MATERIAL PROVIDED:

####################

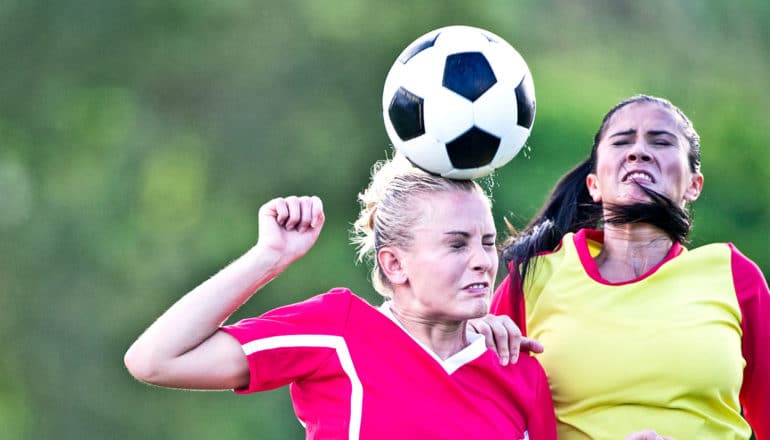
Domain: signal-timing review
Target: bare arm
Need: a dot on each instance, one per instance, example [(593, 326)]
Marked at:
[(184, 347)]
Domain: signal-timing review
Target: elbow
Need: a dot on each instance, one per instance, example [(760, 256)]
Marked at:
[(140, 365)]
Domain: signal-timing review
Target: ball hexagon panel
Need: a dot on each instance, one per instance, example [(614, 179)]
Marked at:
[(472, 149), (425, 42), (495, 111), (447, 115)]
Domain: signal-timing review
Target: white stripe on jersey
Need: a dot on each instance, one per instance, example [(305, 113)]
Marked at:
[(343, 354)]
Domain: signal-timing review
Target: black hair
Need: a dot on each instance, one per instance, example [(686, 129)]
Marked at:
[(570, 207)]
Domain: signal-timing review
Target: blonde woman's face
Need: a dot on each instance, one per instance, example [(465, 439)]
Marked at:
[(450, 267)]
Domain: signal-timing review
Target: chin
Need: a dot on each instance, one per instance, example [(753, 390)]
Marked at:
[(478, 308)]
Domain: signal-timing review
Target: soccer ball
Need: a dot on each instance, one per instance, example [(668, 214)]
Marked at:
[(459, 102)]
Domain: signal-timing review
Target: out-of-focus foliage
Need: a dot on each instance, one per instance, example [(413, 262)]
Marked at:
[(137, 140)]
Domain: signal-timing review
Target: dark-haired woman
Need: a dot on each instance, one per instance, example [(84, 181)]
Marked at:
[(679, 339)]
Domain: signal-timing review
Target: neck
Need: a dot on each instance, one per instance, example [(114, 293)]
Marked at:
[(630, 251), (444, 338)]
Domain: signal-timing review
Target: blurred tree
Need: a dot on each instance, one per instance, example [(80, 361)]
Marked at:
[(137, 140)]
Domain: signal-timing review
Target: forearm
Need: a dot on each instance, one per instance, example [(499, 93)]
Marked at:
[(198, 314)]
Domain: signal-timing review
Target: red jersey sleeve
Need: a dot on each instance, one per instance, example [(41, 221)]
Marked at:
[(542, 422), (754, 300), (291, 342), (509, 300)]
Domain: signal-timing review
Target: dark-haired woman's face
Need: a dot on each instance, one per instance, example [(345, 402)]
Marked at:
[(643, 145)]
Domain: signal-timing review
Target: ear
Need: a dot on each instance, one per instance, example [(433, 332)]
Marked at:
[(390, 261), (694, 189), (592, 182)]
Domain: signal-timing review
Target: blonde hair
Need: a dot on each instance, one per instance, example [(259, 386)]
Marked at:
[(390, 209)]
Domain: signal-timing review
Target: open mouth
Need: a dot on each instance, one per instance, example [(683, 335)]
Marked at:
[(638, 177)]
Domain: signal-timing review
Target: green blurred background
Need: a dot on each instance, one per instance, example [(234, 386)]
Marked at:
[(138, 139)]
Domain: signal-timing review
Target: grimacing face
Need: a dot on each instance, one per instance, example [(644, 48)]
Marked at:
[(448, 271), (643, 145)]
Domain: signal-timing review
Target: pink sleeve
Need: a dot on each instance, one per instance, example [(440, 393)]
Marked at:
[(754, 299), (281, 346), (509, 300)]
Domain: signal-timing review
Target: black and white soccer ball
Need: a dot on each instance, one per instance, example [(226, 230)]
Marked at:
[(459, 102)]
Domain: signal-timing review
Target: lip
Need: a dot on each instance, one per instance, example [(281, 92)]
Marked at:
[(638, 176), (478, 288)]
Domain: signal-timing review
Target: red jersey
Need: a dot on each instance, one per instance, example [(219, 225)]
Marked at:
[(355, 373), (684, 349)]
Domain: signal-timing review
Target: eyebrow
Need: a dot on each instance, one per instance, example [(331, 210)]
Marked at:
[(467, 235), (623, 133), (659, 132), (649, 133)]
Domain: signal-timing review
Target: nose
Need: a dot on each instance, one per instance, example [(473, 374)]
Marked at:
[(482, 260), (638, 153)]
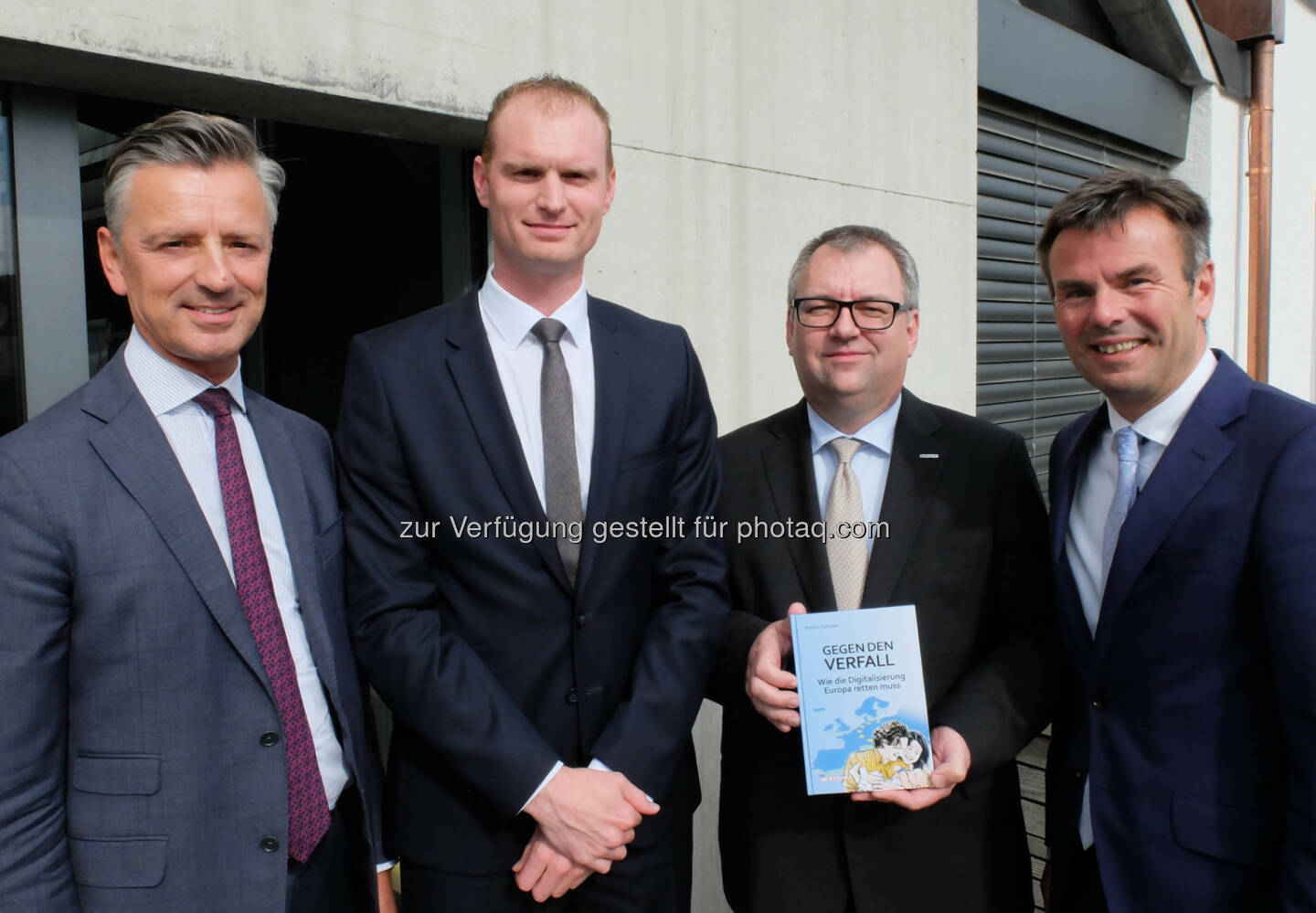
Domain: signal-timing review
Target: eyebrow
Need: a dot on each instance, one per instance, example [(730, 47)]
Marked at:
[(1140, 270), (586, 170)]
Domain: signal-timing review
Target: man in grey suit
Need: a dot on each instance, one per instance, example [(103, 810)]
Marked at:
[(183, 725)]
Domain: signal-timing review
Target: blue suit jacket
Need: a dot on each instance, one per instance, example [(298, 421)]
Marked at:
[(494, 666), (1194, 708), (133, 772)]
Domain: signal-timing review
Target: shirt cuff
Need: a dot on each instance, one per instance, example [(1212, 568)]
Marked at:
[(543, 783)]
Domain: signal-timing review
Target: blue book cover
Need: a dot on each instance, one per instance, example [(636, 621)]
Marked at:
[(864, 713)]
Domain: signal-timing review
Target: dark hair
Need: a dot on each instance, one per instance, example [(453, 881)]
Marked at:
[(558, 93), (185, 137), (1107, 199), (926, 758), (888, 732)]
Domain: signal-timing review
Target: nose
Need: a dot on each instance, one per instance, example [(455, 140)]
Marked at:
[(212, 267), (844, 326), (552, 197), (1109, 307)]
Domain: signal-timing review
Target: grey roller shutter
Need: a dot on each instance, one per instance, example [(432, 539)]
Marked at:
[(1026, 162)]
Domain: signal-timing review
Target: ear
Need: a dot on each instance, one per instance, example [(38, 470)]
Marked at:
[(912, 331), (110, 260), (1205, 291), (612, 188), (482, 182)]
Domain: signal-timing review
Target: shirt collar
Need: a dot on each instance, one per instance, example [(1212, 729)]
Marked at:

####################

EXERCISE REQUIREMENTS:
Can you lay out everything from the start of the records down to the line containing "[(343, 354)]" as a two-column CSV with the columns record_text and answer? Use one row per record, put each value in a single quoted field with line breaks turned into spaces, and leave the pictures out.

ANSWER TO THE EXERCISE:
record_text,answer
"Domain: signal-timing review Target: bare arm Need: a dot on each instance, one per instance, example [(593, 326)] Marked at:","[(184, 347)]"
"Domain: signal-timing review Target: elbow Need: a dot on each instance, one per instance, example [(760, 256)] Marked at:","[(140, 365)]"
"Domain: signal-timing review Target: ball hexagon panel Need: a dot on each instance, one per instance, example [(614, 179)] Marked at:","[(472, 149), (425, 42), (495, 111), (447, 115)]"
"Domain: signal-timing review Target: white stripe on jersey Need: a dot on each instance, one per instance, example [(305, 113)] Marked at:","[(343, 354)]"